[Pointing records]
+===+
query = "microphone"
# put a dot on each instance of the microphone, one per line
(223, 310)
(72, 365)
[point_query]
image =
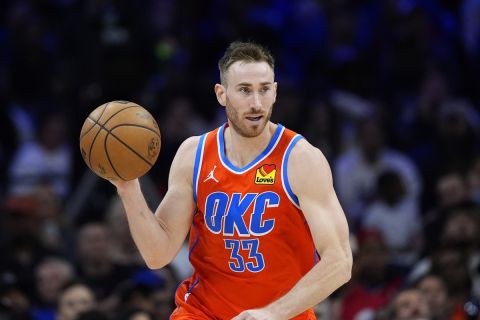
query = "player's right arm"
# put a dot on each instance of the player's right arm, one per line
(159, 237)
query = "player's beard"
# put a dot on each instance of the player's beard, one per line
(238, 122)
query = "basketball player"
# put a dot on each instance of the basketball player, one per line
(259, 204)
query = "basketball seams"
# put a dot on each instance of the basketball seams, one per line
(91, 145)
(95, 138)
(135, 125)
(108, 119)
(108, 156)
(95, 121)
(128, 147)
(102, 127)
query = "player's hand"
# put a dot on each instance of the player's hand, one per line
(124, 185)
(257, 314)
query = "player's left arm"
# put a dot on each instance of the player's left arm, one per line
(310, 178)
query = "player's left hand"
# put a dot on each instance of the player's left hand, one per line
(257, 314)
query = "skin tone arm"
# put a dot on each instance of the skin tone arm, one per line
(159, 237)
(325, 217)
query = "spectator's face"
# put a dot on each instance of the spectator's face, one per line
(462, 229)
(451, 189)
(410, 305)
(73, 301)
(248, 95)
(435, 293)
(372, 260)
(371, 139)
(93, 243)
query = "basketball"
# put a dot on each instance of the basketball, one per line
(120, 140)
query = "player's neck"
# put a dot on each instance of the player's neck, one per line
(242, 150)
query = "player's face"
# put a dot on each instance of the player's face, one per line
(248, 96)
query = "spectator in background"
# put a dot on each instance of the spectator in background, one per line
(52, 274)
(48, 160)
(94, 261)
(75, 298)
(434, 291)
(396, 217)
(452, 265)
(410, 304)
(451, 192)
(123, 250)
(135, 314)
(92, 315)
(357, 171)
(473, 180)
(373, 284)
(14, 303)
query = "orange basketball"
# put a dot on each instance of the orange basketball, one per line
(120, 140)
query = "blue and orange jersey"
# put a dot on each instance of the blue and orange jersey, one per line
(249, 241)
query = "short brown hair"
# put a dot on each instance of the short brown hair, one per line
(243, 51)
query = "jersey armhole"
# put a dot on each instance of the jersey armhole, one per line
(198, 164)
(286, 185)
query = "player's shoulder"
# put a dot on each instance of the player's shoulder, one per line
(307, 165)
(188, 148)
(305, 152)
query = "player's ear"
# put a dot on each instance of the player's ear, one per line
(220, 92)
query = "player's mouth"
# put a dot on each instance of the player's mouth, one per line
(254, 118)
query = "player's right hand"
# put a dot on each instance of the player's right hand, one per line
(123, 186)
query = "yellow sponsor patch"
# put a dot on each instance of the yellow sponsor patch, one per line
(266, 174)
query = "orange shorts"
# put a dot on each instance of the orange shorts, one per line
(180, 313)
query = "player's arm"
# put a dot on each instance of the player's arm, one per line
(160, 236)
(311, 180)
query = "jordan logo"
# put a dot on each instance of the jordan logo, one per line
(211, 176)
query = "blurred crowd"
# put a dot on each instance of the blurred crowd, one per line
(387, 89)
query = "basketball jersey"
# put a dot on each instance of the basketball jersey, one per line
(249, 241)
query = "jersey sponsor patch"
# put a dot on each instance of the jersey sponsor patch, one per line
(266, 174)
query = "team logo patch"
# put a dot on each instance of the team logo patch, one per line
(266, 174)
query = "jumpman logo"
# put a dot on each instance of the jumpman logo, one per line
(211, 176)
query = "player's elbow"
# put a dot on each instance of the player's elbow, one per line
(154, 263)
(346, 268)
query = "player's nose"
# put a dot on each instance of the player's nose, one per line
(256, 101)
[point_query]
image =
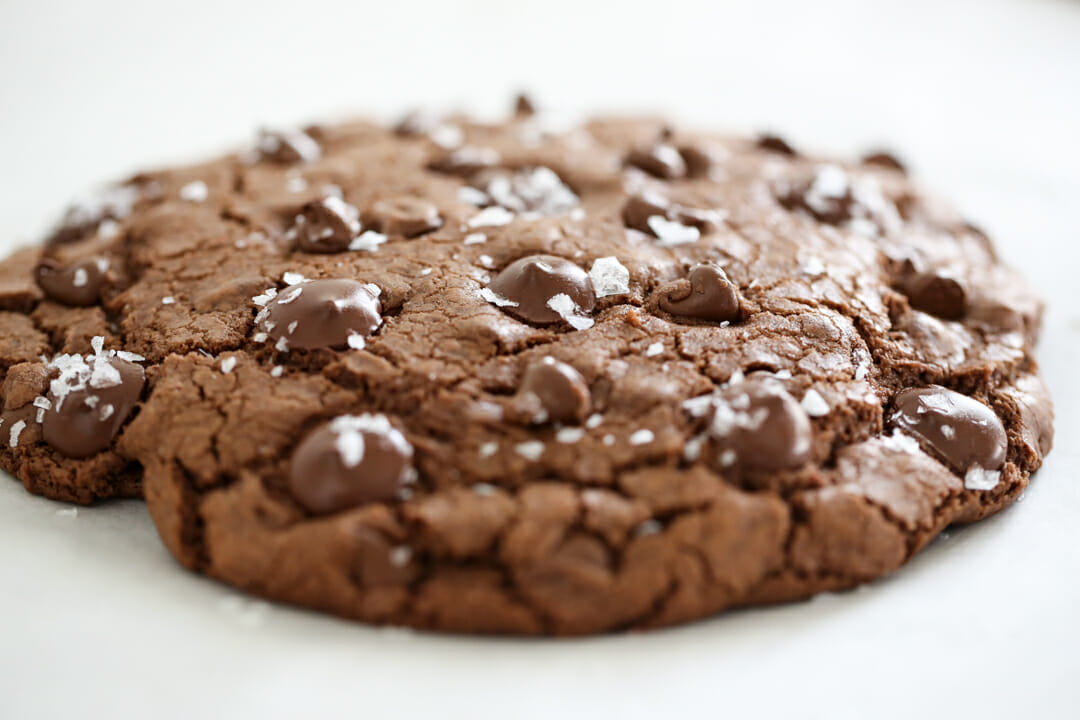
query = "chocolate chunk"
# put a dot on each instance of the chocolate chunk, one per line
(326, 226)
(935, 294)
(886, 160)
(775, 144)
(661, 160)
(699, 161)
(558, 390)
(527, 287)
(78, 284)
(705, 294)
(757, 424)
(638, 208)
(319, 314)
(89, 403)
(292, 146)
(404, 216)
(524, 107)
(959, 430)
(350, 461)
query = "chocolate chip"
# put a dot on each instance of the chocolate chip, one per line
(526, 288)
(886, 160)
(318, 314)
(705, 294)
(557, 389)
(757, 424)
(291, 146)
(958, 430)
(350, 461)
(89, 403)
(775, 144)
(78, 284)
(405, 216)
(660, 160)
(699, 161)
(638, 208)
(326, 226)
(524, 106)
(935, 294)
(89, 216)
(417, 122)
+===+
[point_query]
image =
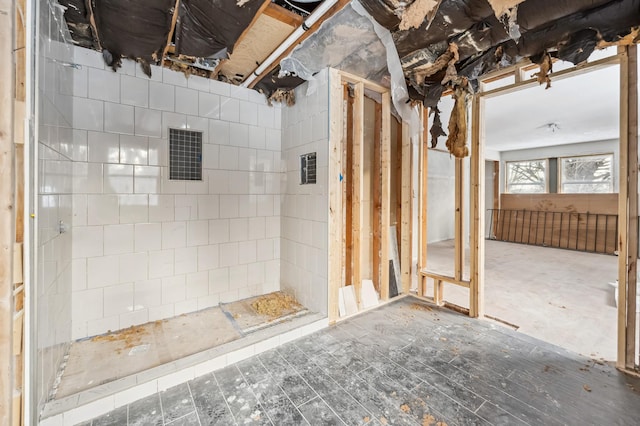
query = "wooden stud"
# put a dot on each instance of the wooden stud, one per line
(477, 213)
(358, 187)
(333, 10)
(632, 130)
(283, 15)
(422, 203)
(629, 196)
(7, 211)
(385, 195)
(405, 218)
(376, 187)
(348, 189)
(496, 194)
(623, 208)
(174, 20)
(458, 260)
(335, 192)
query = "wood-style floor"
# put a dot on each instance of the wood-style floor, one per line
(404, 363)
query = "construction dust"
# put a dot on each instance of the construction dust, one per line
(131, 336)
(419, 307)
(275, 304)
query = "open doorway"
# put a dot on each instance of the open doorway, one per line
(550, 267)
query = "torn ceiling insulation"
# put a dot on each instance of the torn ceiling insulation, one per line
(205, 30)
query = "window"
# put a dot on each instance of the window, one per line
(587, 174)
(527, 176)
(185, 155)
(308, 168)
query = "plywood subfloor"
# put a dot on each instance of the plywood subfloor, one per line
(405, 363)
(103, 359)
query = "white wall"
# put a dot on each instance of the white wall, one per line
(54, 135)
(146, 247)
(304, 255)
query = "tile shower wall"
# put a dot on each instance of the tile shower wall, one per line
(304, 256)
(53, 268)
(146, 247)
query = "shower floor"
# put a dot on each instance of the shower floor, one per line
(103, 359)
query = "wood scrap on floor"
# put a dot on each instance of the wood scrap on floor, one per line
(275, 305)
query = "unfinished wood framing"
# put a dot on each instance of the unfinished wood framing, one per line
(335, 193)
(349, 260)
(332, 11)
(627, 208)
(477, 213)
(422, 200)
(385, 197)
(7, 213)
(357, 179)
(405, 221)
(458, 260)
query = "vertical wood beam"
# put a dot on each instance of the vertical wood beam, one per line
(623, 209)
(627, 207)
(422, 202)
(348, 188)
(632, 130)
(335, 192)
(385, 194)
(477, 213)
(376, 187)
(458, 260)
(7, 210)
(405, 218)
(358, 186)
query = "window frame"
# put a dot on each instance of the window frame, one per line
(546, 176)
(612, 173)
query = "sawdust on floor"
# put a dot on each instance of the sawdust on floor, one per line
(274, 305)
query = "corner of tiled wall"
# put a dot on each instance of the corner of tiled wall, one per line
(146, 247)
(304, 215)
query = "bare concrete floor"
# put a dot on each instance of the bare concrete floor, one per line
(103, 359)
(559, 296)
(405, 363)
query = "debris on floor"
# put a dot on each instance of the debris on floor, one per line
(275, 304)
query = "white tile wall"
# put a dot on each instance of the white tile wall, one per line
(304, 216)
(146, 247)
+===+
# Stated exercise:
How many lines in the items contain the string "wall"? Reply with the number alone.

# Answer to this task:
8